(Raw records)
◇ ◇ ◇ ◇ ◇

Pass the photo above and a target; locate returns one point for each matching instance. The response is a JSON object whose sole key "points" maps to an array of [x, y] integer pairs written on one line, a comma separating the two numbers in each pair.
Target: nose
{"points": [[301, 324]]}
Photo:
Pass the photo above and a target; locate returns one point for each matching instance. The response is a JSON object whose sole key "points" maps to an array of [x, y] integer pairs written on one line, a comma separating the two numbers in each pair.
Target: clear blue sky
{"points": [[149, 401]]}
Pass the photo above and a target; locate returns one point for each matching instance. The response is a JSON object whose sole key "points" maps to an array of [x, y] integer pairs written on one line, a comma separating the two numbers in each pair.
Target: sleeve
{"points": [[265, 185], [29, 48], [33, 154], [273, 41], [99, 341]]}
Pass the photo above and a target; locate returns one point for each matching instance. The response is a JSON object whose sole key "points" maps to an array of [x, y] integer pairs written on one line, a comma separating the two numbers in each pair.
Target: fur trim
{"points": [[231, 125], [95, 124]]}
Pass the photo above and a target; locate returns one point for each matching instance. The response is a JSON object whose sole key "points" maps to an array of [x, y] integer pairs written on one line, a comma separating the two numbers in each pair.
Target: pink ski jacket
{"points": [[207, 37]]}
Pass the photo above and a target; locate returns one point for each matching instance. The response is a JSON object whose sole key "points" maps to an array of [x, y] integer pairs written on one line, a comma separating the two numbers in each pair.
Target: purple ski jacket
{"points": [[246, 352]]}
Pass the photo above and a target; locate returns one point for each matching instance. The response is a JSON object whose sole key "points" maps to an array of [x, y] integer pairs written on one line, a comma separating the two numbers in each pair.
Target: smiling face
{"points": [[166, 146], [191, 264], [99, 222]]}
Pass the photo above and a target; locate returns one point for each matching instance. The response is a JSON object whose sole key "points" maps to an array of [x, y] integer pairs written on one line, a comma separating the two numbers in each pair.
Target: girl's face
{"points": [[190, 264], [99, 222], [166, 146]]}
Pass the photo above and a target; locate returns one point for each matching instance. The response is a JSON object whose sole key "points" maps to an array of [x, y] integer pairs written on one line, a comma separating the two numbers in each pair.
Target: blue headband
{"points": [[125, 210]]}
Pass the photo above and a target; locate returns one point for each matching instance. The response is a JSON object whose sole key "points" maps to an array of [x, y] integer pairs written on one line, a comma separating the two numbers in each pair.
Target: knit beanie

◇ ◇ ◇ ◇ ◇

▶ _YOUR GOAL_
Report how many of the rows above contain the string "jacket", treating uppercase and lowercase as different. Give only the number.

▶ _OUTPUT BELOW_
2